# Source text
**********

I use these as well (3M Aura). They are much more comfortable than the more common types of FFP2 masks and I can wear them for prolonged periods of time without issue, but I would not classify them as “no discomfort whatsoever”. Also, they have a very good fit – other FFP2 masks I had to fiddle around with quite a bit to get a good seal around my nose.

suyjuris | 2 years ago | on: The odd appeal of absurdly long YouTube videos

Someone I know wanted to have a movable white rectangle on the screen to cover up things (for a presentation). They had a creative solution: open a “10h white background” video and used Firefox's picture-in-picture feature. Unfortunately, the recommendation algorithm picked up on this, and started recommending a bunch of similar videos...

suyjuris | 2 years ago | on: Problems harder than NP-Complete

You are thinking of the union, where you can indeed just put the two NFAs “side-by-side”. This does not work for the intersection though, there you need the product construction.

suyjuris | 3 years ago | on: Joint statement by the Department of the Treasury, Federal Reserve, and FDIC

The government needs to get its money from somewhere. If it spends the taxpayers' money, that money cannot be spent on other things. So instead of doing things that are useful to society, like maintaining roads, the money is just sitting there until the bond matures. If it creates money out of thin air, the effect is the same, except that now every market participant pays (in the form of increased inflation). So in either case, the losses are socialised.

Of course, you can still argue that stabilising the system is worth it.

suyjuris | 3 years ago | on: “Clean” code, horrible performance

It is also important to consider that better performance also increases your productivity as a developer. For example, you can use simpler algorithms, skip caching, and have faster iteration times. (If your code takes 1min to hit a bug, there are many debugging strategies you cannot use, compared to when it takes 1s. The same is true when you compare 1s and 10ms.)

In the end, it is all tradeoffs. If you have a rough mental model of how code is going to perform, you can make better decisions. Of course, part of this is determining whether it matters for the specific piece of code under consideration. Often it does not.

suyjuris | 3 years ago | on: Why SAT Is Hard

I would guess that this can work, but it seems impossible to prove. I do not have any good candidates for an NP problem that is provably harder than SAT for a deterministic Turing machine, though I would not be surprised if some tricky diagonalisation argument works.

**********

# Given records

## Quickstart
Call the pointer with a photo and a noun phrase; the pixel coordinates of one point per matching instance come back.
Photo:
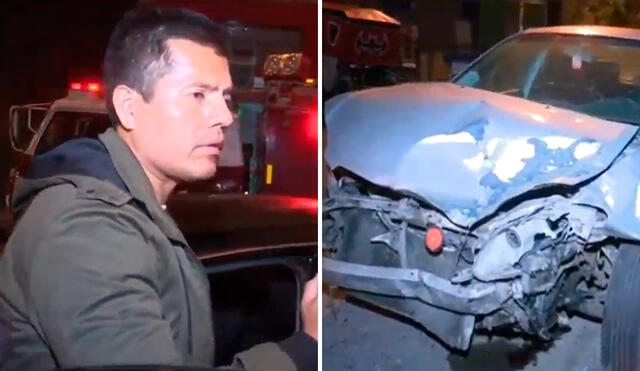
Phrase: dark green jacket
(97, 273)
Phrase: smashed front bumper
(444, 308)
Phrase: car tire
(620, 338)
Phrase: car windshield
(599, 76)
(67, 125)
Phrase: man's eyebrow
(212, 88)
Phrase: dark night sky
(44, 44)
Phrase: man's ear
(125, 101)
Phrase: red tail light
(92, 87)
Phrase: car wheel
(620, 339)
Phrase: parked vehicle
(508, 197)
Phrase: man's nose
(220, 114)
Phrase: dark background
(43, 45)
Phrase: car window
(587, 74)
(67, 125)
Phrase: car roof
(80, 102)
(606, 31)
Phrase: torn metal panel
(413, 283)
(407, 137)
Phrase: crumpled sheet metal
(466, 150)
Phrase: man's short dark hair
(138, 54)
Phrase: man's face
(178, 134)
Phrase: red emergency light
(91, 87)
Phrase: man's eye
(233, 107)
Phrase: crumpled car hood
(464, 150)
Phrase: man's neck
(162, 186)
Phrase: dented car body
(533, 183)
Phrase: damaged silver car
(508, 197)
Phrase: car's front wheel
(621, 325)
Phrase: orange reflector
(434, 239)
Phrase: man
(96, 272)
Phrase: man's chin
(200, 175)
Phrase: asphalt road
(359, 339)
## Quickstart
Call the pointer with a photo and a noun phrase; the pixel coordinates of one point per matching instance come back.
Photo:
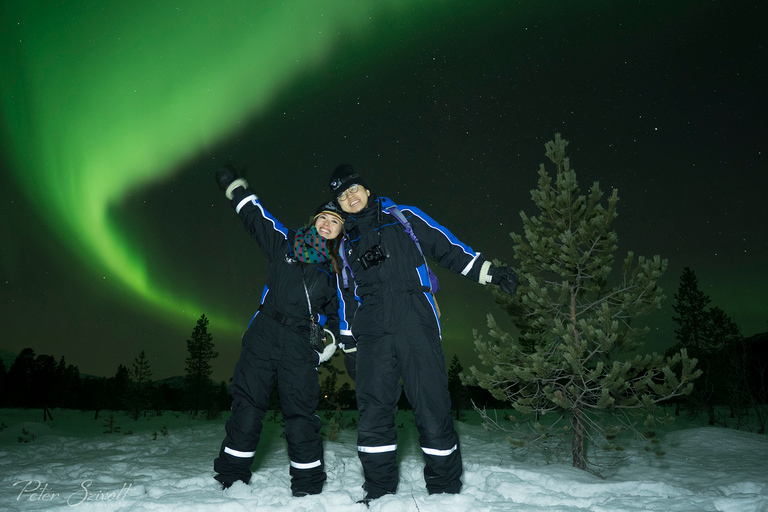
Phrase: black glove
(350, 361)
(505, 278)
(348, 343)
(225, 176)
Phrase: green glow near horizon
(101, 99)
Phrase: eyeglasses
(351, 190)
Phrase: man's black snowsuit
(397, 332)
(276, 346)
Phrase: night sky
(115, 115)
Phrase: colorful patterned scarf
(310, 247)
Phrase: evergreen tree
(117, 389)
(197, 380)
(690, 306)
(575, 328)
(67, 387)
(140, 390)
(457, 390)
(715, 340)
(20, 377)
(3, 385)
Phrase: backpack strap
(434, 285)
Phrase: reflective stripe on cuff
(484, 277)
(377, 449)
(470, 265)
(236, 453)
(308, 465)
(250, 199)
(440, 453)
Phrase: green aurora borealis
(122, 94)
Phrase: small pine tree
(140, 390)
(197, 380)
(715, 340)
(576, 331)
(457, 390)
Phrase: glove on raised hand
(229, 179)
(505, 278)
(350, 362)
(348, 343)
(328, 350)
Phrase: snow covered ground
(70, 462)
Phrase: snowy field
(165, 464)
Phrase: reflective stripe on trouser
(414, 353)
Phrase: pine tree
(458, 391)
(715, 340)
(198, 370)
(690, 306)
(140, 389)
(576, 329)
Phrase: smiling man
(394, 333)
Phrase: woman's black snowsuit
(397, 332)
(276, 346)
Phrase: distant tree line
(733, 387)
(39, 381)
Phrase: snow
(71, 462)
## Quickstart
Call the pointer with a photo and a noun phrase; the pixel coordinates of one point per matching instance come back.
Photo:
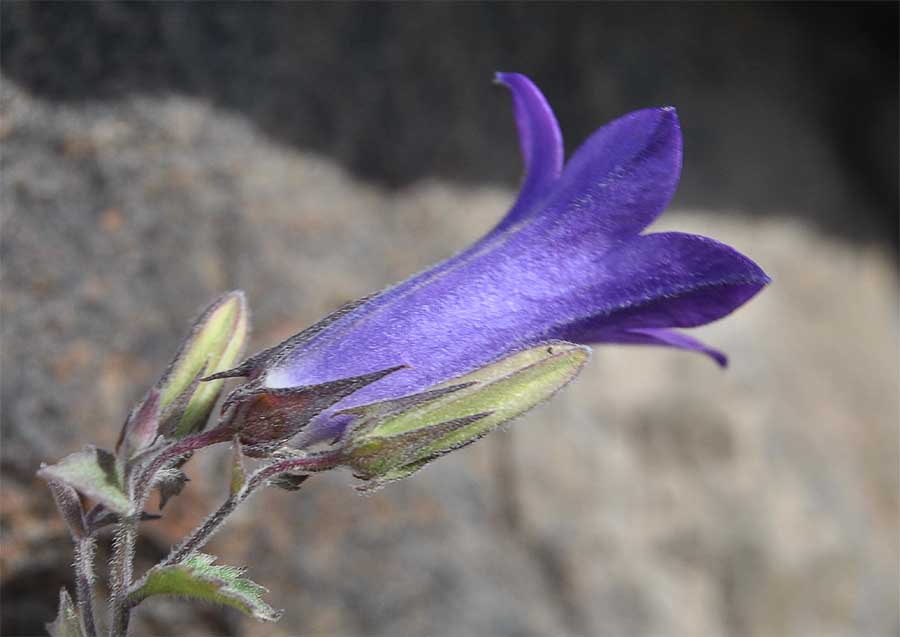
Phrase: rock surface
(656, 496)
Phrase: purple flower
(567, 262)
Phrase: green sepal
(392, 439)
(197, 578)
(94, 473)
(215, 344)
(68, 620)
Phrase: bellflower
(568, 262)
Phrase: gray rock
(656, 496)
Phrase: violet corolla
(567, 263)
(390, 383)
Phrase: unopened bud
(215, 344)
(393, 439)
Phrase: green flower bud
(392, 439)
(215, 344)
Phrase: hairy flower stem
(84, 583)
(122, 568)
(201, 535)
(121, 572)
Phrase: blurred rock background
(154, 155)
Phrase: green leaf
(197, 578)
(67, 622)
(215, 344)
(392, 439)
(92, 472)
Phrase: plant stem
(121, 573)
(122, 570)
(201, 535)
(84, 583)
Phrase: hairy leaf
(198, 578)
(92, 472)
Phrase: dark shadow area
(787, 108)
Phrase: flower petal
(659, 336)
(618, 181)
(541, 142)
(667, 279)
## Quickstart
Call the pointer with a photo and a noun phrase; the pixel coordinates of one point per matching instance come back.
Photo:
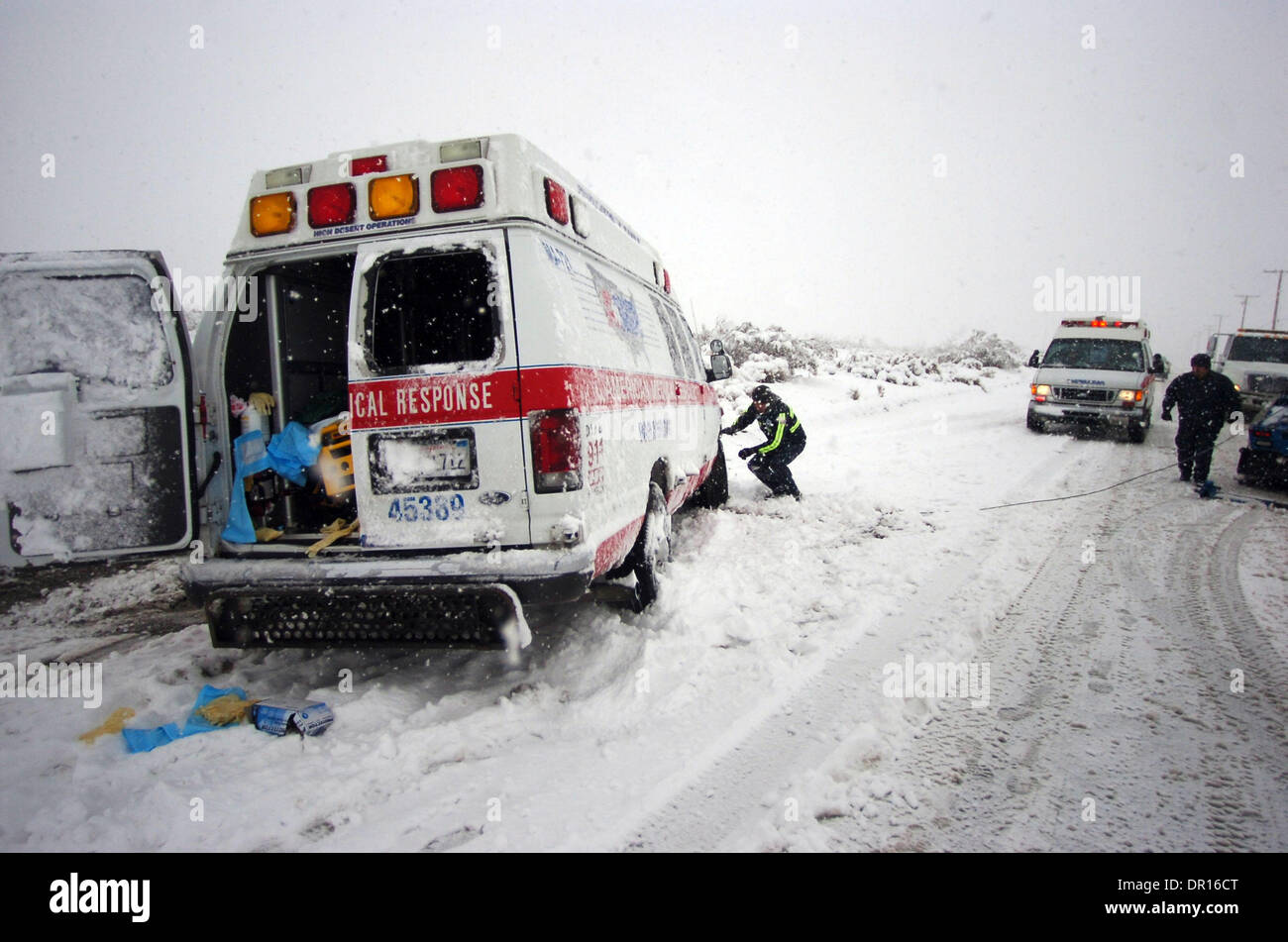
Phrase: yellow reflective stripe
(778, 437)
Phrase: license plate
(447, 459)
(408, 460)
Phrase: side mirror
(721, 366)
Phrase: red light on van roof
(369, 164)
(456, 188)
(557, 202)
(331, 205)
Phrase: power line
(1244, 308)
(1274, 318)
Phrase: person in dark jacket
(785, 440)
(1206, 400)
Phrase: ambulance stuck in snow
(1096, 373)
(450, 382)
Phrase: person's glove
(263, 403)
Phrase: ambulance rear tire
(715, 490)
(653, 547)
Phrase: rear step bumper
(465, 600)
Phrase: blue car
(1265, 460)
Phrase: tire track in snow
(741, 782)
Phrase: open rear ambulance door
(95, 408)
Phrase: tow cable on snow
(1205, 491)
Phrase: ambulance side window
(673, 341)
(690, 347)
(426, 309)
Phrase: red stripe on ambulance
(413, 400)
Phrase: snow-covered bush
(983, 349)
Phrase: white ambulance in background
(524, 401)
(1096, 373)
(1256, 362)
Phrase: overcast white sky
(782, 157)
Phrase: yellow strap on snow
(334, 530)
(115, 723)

**********

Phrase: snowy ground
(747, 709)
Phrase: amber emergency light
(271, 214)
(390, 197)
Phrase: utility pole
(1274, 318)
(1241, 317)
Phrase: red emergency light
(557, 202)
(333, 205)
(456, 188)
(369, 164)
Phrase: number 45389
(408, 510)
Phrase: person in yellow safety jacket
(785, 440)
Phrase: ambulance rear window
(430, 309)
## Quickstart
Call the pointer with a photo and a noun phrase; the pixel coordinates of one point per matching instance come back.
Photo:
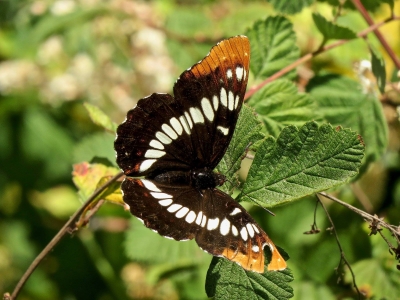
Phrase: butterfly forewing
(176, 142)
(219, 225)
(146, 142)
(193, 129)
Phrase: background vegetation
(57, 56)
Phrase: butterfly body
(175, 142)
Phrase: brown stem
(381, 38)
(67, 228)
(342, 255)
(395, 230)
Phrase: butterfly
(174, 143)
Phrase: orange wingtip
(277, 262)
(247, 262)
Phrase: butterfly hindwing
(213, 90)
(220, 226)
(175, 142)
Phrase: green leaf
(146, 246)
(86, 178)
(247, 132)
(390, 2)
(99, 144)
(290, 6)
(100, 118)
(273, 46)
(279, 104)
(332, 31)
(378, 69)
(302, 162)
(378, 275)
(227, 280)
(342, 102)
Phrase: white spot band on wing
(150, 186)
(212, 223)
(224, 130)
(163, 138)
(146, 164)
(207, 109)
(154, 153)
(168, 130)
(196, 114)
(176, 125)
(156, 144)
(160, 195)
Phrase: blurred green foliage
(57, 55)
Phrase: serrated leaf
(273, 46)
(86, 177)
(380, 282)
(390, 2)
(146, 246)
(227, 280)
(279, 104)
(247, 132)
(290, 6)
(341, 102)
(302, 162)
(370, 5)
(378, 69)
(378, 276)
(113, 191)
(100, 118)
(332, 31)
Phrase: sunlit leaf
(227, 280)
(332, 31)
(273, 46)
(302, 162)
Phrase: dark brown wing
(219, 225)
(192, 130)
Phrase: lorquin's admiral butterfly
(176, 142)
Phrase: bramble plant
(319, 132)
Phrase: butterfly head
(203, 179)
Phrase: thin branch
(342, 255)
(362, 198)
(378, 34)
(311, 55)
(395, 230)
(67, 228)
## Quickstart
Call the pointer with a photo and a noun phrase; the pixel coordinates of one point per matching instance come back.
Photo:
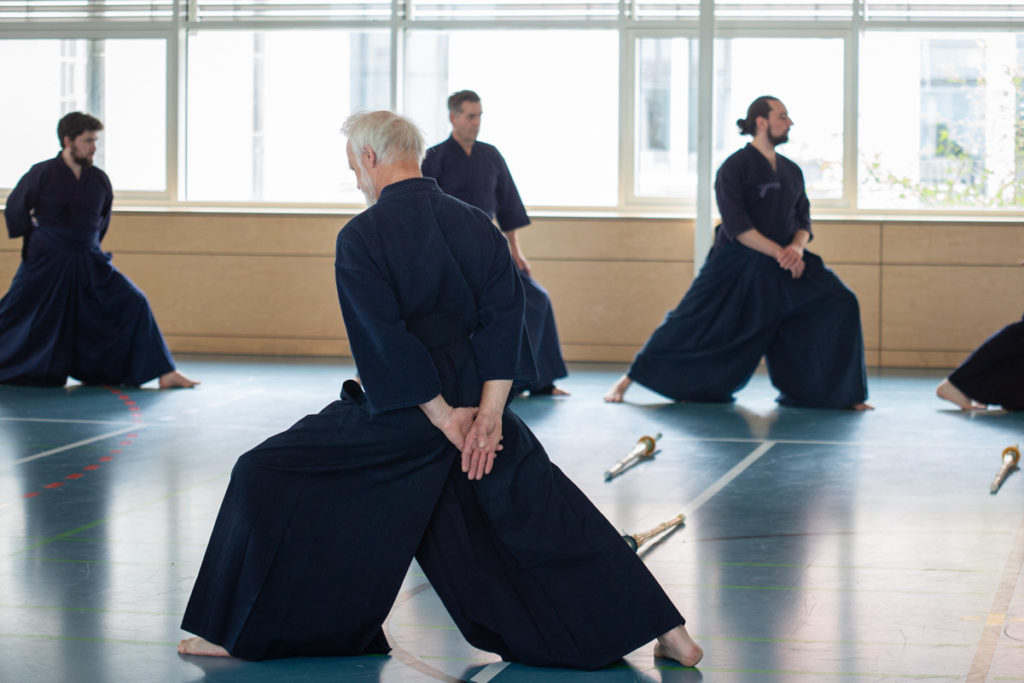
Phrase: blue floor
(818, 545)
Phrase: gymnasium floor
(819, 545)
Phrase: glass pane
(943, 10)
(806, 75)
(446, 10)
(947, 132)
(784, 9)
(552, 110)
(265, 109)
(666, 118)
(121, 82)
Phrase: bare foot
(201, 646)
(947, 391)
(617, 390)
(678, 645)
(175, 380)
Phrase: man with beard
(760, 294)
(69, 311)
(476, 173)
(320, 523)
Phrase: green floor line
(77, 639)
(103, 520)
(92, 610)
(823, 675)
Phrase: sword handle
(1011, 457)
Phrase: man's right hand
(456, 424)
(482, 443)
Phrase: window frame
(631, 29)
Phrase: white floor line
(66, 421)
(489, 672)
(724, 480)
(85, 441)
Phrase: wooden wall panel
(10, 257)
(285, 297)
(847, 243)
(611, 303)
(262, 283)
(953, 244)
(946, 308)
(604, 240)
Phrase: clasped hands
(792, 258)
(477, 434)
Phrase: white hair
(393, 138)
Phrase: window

**********

# Problem set
1. In the forum comments, what did the person who needed a movable white rectangle for a presentation use to make one?
2. Pick up the forum comments from the point where they stop, in the same voice.

# Responses in order
1. They opened a "10h white background" video and used Firefox's picture-in-picture feature.

2.
suyjuris | 3 years ago | on: Why SAT Is Hard

> It is of course possible to construct a problem that will require strictly more steps than the most efficient algorithm for SAT; for example, we could give a language SAT-PRIME = {<φ,n>: φ is satisfiable and n is prime}, which will take longer to decide than SAT.

A minor point, admittedly, but the second part of this statement is not true. Running time is w.r.t. the length of the input, and <φ,n> is longer than just φ. Deciding whether n is prime is easy, so per bit of input the algorithm is faster.

suyjuris | 3 years ago | on: I analyzed shuffling in a million games of MtG Arena (2020)

An easy argument why it cannot work: consider an array with 3 elements, [a,b,c]. “Shuffling” it could look as follows.

    Step 1. Swap a, c -> [c,b,a]
    Step 2. Swap b, c -> [b,c,a]
    Step 3. Swap a, a -> [b,c,a]
What is the probability that we do exactly these steps? At each step, we have 3 choices, so (1/3) * (1/3) * (1/3) = 1/27. What is the probability that we end up with [b,c,a] ? You might think 1/27 as well, but that is not quite true – it is possible, that we choose different steps, but end up with the same result. For example, we can do [a,b,c]->[b,a,c]->[b,c,a]->[b,c,a]. But the probability will always be a multiple of 1/27 – it is just 1/27 times the number of possible paths that leads to [b,c,a].

Now, what should the probability be? There are exactly 6 ways to shuffle [a,b,c] (this is the number of permutations, 3! = 3 * 2 * 1 = 6). So we want to get [b,c,a] with a probability of 1/6. But 1/6 is not a multiple of 1/27 ! (You can see that by looking at the equation 1/6 = x/27, which is the same as x = 27 / 6 = 4.5 .)

The same argument works for any length n > 2, as n*n is not divisible by n-1, but n! is.